[Pointing records for named objects]
•••

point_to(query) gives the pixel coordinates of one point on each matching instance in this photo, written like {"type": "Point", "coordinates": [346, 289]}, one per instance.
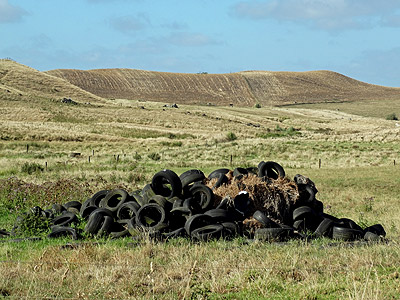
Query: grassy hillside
{"type": "Point", "coordinates": [243, 88]}
{"type": "Point", "coordinates": [352, 158]}
{"type": "Point", "coordinates": [22, 83]}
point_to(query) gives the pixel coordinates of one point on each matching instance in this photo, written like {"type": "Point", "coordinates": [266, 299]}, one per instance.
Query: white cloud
{"type": "Point", "coordinates": [377, 67]}
{"type": "Point", "coordinates": [322, 14]}
{"type": "Point", "coordinates": [130, 24]}
{"type": "Point", "coordinates": [190, 39]}
{"type": "Point", "coordinates": [10, 13]}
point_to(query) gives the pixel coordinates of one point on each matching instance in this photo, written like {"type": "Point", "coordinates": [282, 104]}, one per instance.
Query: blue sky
{"type": "Point", "coordinates": [358, 38]}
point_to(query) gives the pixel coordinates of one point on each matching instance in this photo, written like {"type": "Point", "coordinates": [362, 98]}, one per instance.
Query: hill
{"type": "Point", "coordinates": [242, 88]}
{"type": "Point", "coordinates": [20, 82]}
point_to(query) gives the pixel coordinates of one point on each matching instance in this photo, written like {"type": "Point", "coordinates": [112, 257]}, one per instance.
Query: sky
{"type": "Point", "coordinates": [357, 38]}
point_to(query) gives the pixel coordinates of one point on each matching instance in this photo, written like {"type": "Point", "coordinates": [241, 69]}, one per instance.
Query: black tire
{"type": "Point", "coordinates": [303, 212]}
{"type": "Point", "coordinates": [97, 197]}
{"type": "Point", "coordinates": [263, 219]}
{"type": "Point", "coordinates": [74, 204]}
{"type": "Point", "coordinates": [306, 213]}
{"type": "Point", "coordinates": [324, 228]}
{"type": "Point", "coordinates": [231, 229]}
{"type": "Point", "coordinates": [85, 204]}
{"type": "Point", "coordinates": [61, 231]}
{"type": "Point", "coordinates": [372, 237]}
{"type": "Point", "coordinates": [57, 208]}
{"type": "Point", "coordinates": [346, 234]}
{"type": "Point", "coordinates": [318, 207]}
{"type": "Point", "coordinates": [104, 212]}
{"type": "Point", "coordinates": [105, 227]}
{"type": "Point", "coordinates": [240, 172]}
{"type": "Point", "coordinates": [88, 211]}
{"type": "Point", "coordinates": [241, 203]}
{"type": "Point", "coordinates": [191, 176]}
{"type": "Point", "coordinates": [95, 221]}
{"type": "Point", "coordinates": [49, 213]}
{"type": "Point", "coordinates": [65, 219]}
{"type": "Point", "coordinates": [252, 170]}
{"type": "Point", "coordinates": [73, 210]}
{"type": "Point", "coordinates": [208, 232]}
{"type": "Point", "coordinates": [162, 201]}
{"type": "Point", "coordinates": [127, 210]}
{"type": "Point", "coordinates": [119, 229]}
{"type": "Point", "coordinates": [271, 169]}
{"type": "Point", "coordinates": [180, 232]}
{"type": "Point", "coordinates": [299, 225]}
{"type": "Point", "coordinates": [225, 203]}
{"type": "Point", "coordinates": [203, 195]}
{"type": "Point", "coordinates": [4, 233]}
{"type": "Point", "coordinates": [377, 229]}
{"type": "Point", "coordinates": [222, 179]}
{"type": "Point", "coordinates": [162, 179]}
{"type": "Point", "coordinates": [273, 234]}
{"type": "Point", "coordinates": [132, 228]}
{"type": "Point", "coordinates": [151, 217]}
{"type": "Point", "coordinates": [348, 223]}
{"type": "Point", "coordinates": [114, 199]}
{"type": "Point", "coordinates": [306, 194]}
{"type": "Point", "coordinates": [197, 221]}
{"type": "Point", "coordinates": [217, 173]}
{"type": "Point", "coordinates": [220, 215]}
{"type": "Point", "coordinates": [145, 195]}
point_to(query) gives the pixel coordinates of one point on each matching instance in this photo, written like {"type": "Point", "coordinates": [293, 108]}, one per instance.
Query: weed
{"type": "Point", "coordinates": [31, 168]}
{"type": "Point", "coordinates": [392, 116]}
{"type": "Point", "coordinates": [280, 132]}
{"type": "Point", "coordinates": [154, 156]}
{"type": "Point", "coordinates": [231, 136]}
{"type": "Point", "coordinates": [32, 223]}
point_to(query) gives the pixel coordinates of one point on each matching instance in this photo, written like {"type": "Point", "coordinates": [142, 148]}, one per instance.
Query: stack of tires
{"type": "Point", "coordinates": [184, 206]}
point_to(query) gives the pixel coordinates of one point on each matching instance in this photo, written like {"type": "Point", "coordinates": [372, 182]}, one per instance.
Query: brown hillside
{"type": "Point", "coordinates": [19, 82]}
{"type": "Point", "coordinates": [243, 88]}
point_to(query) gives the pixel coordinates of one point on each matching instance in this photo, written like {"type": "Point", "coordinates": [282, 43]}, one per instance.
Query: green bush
{"type": "Point", "coordinates": [231, 136]}
{"type": "Point", "coordinates": [31, 168]}
{"type": "Point", "coordinates": [32, 223]}
{"type": "Point", "coordinates": [392, 116]}
{"type": "Point", "coordinates": [154, 156]}
{"type": "Point", "coordinates": [279, 132]}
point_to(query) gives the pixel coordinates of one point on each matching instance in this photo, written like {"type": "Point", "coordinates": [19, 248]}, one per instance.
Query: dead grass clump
{"type": "Point", "coordinates": [273, 197]}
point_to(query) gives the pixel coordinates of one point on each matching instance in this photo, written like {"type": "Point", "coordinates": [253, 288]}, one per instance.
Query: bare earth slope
{"type": "Point", "coordinates": [243, 88]}
{"type": "Point", "coordinates": [19, 82]}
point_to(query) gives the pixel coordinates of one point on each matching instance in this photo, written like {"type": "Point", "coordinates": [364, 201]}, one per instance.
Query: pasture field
{"type": "Point", "coordinates": [352, 158]}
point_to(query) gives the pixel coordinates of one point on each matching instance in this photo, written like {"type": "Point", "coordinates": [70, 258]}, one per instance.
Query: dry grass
{"type": "Point", "coordinates": [183, 270]}
{"type": "Point", "coordinates": [357, 179]}
{"type": "Point", "coordinates": [243, 89]}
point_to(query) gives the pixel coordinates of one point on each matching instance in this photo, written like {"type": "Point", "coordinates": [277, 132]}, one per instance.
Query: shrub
{"type": "Point", "coordinates": [279, 132]}
{"type": "Point", "coordinates": [392, 116]}
{"type": "Point", "coordinates": [154, 156]}
{"type": "Point", "coordinates": [231, 136]}
{"type": "Point", "coordinates": [31, 168]}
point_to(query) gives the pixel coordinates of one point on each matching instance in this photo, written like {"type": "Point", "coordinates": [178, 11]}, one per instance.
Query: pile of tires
{"type": "Point", "coordinates": [186, 206]}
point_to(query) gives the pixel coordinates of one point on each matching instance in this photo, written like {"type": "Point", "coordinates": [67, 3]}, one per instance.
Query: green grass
{"type": "Point", "coordinates": [357, 179]}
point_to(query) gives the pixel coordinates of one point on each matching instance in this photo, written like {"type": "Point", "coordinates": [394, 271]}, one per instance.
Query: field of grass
{"type": "Point", "coordinates": [122, 144]}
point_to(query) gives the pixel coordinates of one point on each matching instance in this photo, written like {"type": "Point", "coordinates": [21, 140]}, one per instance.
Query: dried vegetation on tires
{"type": "Point", "coordinates": [258, 202]}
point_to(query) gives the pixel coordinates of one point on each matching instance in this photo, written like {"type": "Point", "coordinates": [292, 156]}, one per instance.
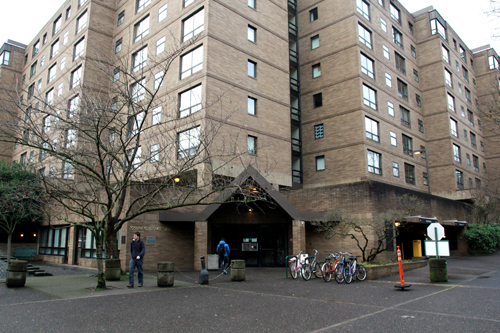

•••

# Required work
Pull out each line of the listing that contains the string "hillside". Case counts.

# Result of the exercise
Query: grassy hillside
Query: brown hillside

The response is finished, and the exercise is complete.